_Task requirements_
Set down the material below in full, matching it exactly.

Named object pointing entries
-------
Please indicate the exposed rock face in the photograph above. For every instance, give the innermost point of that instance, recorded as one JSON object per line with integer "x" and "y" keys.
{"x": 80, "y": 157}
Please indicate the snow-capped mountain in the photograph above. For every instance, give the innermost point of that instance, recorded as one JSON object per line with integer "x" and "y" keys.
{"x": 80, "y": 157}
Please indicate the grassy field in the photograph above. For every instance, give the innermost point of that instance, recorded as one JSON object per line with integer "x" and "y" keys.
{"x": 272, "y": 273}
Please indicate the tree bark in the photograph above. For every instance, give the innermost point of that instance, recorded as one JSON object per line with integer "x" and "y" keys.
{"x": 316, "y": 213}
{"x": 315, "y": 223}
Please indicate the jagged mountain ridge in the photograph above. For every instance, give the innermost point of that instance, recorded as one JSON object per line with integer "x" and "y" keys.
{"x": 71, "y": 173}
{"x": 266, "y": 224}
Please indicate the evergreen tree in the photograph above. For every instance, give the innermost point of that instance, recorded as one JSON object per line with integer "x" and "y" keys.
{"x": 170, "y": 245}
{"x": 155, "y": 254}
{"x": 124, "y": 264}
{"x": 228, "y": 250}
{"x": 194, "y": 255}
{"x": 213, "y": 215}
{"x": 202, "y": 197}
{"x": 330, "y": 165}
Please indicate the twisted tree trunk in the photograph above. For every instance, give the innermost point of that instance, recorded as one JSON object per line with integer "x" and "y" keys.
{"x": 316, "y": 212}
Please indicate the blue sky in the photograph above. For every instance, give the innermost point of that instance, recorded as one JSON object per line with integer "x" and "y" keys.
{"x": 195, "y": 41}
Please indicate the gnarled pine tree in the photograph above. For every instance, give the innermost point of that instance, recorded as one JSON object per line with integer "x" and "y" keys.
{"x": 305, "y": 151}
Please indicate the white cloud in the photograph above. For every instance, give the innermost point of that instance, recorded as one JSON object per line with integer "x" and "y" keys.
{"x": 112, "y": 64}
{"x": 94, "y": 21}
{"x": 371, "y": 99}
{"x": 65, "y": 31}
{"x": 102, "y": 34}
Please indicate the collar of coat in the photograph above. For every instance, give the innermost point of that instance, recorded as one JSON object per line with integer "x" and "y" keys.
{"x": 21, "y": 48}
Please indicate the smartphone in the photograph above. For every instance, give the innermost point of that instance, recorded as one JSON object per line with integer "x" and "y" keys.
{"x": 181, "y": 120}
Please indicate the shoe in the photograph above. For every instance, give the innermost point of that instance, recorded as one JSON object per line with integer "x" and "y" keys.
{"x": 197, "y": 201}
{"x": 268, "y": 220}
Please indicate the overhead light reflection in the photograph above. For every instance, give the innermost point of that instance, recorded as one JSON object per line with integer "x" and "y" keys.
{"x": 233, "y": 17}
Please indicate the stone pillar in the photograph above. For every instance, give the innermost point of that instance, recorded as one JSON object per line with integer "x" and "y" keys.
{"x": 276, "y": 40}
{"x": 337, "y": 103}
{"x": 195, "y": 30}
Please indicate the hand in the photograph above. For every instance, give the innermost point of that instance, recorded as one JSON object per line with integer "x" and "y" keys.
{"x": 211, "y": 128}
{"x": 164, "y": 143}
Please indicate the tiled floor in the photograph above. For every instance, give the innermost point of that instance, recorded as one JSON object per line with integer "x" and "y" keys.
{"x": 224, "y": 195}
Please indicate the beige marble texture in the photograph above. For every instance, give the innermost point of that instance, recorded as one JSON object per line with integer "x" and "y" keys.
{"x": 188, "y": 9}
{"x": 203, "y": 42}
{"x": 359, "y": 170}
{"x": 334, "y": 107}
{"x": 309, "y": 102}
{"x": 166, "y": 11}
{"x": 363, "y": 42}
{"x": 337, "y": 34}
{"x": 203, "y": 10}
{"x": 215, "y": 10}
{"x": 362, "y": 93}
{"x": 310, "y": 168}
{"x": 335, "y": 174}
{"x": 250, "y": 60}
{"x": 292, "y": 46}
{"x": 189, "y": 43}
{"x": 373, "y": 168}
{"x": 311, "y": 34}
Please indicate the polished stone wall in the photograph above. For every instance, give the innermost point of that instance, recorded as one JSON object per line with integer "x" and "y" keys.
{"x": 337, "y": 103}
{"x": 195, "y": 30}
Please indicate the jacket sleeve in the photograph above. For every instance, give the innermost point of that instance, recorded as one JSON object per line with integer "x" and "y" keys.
-------
_Written response_
Please indicate the exposed rock face in the photograph above. For every instance, give the innermost point of that instance, recorded as one JSON object per line with integer "x" and "y" keys.
{"x": 80, "y": 157}
Please indicate the snow-capped mountain in the photograph above. For every instance, give the innermost point of that instance, recorded as one JSON object per line with integer "x" and "y" keys.
{"x": 80, "y": 157}
Please indicate the grassy field in the photograph above. For every instance, give the innermost point of that instance, recorded as one JSON object per line with integer "x" and "y" keys.
{"x": 272, "y": 273}
Please indicate the tree bark in the photograph above. For every instance, give the innermost point of that instance, recorded as one JSON object per line with integer "x" and "y" keys.
{"x": 316, "y": 213}
{"x": 315, "y": 223}
Please indicate the jagged mountain ridge in the photograph above. For every instance, give the innermost point of that instance, recorded as one JSON object per line with integer "x" and "y" keys.
{"x": 71, "y": 173}
{"x": 266, "y": 224}
Please indicate the evergreen tree in the photograph above. For every instance, give the innermost point of that instance, recorded as one JSON object per line with integer "x" and "y" keys.
{"x": 170, "y": 245}
{"x": 155, "y": 254}
{"x": 124, "y": 264}
{"x": 228, "y": 250}
{"x": 194, "y": 255}
{"x": 213, "y": 215}
{"x": 202, "y": 197}
{"x": 330, "y": 165}
Please indicate the twisted tree trunk in the photograph above. For every instance, give the innermost point of that instance, recorded as one JSON object per line with integer "x" and "y" keys.
{"x": 316, "y": 212}
Please indicate the blue sky in the photograph above. For every instance, give the innermost point of that instance, recorded as one JSON object per line with integer "x" and "y" keys.
{"x": 195, "y": 41}
Please indicate the gnarled pine tree in the photograph above. For every instance, give the innermost point of that instance, recorded as one JSON object per line with integer "x" and "y" keys.
{"x": 305, "y": 151}
Please indicate the white cloud in the photograph above. For every instance, give the innermost point of that instance, recorded as one JSON object per line with integer "x" and "y" keys.
{"x": 112, "y": 64}
{"x": 94, "y": 21}
{"x": 371, "y": 99}
{"x": 65, "y": 31}
{"x": 102, "y": 34}
Please indicate the collar of coat in the photograph above. For every instance, give the innermost point of that instance, recorded as one JSON object per line with integer "x" and "y" keys.
{"x": 21, "y": 48}
Please indicate the smartphone in the photograph above. For every instance, give the innermost point of that instance, recorded as one JSON object per line with integer "x" and "y" keys.
{"x": 181, "y": 120}
Please indicate the shoe in the photograph above. For every instance, give the innermost point of that instance, recorded as one JSON object per line with integer "x" and "y" keys.
{"x": 197, "y": 201}
{"x": 268, "y": 220}
Please indicate the overhead light reflection in the photograph above. For every instance, give the innermost point of that instance, recorded as one JSON object per line with integer "x" and "y" keys.
{"x": 233, "y": 17}
Please indicate the stone pillar in the photograph above. For every instance, give the innermost point of that instance, recorded as one JSON object per line with integer "x" and "y" keys.
{"x": 276, "y": 40}
{"x": 337, "y": 103}
{"x": 195, "y": 30}
Please indicate the hand in the photograph above. For every instance, give the innermost point of that instance, recorded as one JSON object per line with integer "x" and "y" keys.
{"x": 211, "y": 128}
{"x": 164, "y": 143}
Please indicate the tiled floor in the photograph above. For every instance, give the innermost point of that instance, recorded as one JSON object per line with integer "x" and "y" keys.
{"x": 224, "y": 195}
Please indicate the beige marble texture in the photograph above. For every instance, give the innermost point of that instance, recorded as one JSON object per line with integer "x" and "y" keys.
{"x": 188, "y": 9}
{"x": 203, "y": 42}
{"x": 359, "y": 170}
{"x": 334, "y": 107}
{"x": 309, "y": 102}
{"x": 166, "y": 11}
{"x": 363, "y": 42}
{"x": 337, "y": 34}
{"x": 203, "y": 10}
{"x": 215, "y": 10}
{"x": 362, "y": 93}
{"x": 310, "y": 168}
{"x": 335, "y": 174}
{"x": 250, "y": 60}
{"x": 292, "y": 46}
{"x": 189, "y": 43}
{"x": 373, "y": 168}
{"x": 311, "y": 34}
Please indicate the polished stone wall in the photograph above. For every instance, give the innermost point of that instance, recorded as one JSON object per line with integer "x" and "y" keys.
{"x": 337, "y": 103}
{"x": 195, "y": 30}
Please indicate the jacket sleeve in the photograph above. For every instance, give the innermost point of that instance, recorded as one JSON object per line with integer "x" and "y" keys.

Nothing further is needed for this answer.